:: Instructions for the task ::
Copy out the material below line for line, changing nothing.

:: Listed entries ::
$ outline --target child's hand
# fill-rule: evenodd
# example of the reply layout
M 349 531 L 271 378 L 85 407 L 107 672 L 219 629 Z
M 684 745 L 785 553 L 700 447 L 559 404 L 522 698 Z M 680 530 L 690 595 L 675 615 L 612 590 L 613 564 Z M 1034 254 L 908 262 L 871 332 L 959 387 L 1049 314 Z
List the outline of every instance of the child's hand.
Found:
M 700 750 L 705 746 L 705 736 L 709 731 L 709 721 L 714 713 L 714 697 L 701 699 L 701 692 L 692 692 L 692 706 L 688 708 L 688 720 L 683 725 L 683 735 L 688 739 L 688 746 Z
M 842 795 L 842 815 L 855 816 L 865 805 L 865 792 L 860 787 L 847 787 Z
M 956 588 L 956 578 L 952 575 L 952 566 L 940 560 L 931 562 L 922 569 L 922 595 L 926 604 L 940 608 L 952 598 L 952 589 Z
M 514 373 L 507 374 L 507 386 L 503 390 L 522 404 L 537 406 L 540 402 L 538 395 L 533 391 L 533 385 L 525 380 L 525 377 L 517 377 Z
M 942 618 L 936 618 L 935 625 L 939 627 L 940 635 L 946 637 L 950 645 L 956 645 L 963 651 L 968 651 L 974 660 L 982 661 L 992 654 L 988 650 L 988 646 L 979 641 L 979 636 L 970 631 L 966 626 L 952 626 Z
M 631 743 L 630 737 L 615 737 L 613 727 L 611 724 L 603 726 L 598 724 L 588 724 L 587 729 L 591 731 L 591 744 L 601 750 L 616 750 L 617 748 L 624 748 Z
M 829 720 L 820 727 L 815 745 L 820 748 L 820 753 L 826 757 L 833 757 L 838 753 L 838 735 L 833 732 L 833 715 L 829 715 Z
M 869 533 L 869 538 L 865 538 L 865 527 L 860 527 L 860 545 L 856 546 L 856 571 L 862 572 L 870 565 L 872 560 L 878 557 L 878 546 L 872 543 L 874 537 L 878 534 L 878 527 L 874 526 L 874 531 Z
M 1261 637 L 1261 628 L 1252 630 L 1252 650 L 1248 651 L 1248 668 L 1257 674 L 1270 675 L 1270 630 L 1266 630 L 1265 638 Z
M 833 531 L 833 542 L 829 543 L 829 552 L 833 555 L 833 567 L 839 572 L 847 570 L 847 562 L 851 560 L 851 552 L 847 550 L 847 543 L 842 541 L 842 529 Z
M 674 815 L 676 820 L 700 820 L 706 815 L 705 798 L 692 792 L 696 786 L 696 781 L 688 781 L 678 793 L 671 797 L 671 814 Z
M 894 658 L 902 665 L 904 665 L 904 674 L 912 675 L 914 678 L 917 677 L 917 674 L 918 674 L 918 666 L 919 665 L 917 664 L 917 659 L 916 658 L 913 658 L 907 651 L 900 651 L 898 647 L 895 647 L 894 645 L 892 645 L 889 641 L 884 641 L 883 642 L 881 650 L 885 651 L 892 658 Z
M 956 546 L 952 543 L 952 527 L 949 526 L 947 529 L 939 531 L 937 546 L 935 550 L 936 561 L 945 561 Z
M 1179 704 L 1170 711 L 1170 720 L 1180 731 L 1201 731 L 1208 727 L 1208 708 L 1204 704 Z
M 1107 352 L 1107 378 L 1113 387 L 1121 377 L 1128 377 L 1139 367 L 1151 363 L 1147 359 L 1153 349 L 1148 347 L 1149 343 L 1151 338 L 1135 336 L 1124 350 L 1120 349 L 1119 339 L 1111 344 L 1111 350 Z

:: Output for this exercise ::
$ outline --target child's hand
# fill-rule: evenodd
# example of the reply layout
M 349 531 L 271 378 L 85 407 L 107 672 L 219 629 Z
M 684 745 L 785 553 L 700 447 L 559 404 L 522 698 Z M 680 530 L 690 595 L 675 615 L 612 590 L 613 564 Z M 1034 254 L 908 262 L 871 332 L 959 387 L 1049 314 Z
List the outline of every instance of the child's hand.
Found:
M 700 750 L 705 746 L 705 736 L 709 731 L 709 721 L 714 713 L 714 697 L 701 699 L 701 692 L 692 692 L 692 706 L 688 708 L 688 720 L 683 725 L 683 735 L 688 739 L 688 746 Z
M 842 795 L 842 815 L 855 816 L 865 805 L 865 792 L 860 787 L 847 787 Z
M 956 588 L 956 578 L 952 575 L 952 566 L 940 560 L 931 562 L 922 569 L 922 595 L 926 604 L 940 608 L 952 598 L 952 589 Z
M 514 373 L 507 374 L 507 386 L 503 390 L 522 404 L 537 406 L 540 402 L 538 395 L 533 391 L 533 385 L 525 380 L 525 377 L 517 377 Z
M 942 618 L 936 618 L 935 625 L 939 627 L 940 635 L 946 637 L 950 645 L 956 645 L 963 651 L 968 651 L 974 660 L 982 661 L 992 654 L 988 650 L 988 646 L 979 641 L 979 636 L 970 631 L 966 626 L 952 626 Z
M 631 743 L 630 737 L 615 737 L 613 727 L 611 724 L 603 726 L 598 724 L 588 724 L 587 729 L 591 731 L 591 744 L 601 750 L 616 750 L 617 748 L 624 748 Z
M 829 720 L 820 727 L 815 745 L 820 748 L 820 753 L 826 757 L 833 757 L 838 753 L 838 735 L 833 732 L 833 715 L 829 715 Z
M 869 533 L 869 538 L 865 538 L 865 527 L 860 527 L 860 545 L 856 546 L 856 571 L 862 572 L 870 565 L 872 560 L 878 557 L 878 546 L 872 543 L 874 537 L 878 534 L 878 527 L 874 526 L 874 531 Z
M 1261 637 L 1261 628 L 1252 630 L 1252 650 L 1248 651 L 1248 668 L 1257 674 L 1270 675 L 1270 630 L 1266 630 L 1265 638 Z
M 833 531 L 833 542 L 829 543 L 829 552 L 833 555 L 833 567 L 839 572 L 847 570 L 847 562 L 851 560 L 851 552 L 847 550 L 847 543 L 842 541 L 842 529 Z
M 674 815 L 676 820 L 700 820 L 706 815 L 705 798 L 692 792 L 696 786 L 696 781 L 688 781 L 678 793 L 671 797 L 671 814 Z
M 894 658 L 902 665 L 904 665 L 904 674 L 912 675 L 914 678 L 917 677 L 917 674 L 918 674 L 918 666 L 919 665 L 917 664 L 917 659 L 916 658 L 913 658 L 907 651 L 900 651 L 898 647 L 895 647 L 894 645 L 892 645 L 889 641 L 884 641 L 883 642 L 881 650 L 885 651 L 892 658 Z
M 956 546 L 952 543 L 952 527 L 949 526 L 947 529 L 939 531 L 937 546 L 935 550 L 936 561 L 945 561 Z
M 1179 704 L 1170 711 L 1170 720 L 1180 731 L 1201 731 L 1208 727 L 1208 708 L 1204 704 Z
M 1107 352 L 1107 378 L 1113 387 L 1121 377 L 1128 377 L 1139 367 L 1151 363 L 1147 359 L 1153 349 L 1148 347 L 1149 343 L 1151 338 L 1135 336 L 1124 350 L 1120 349 L 1119 339 L 1111 344 L 1111 350 Z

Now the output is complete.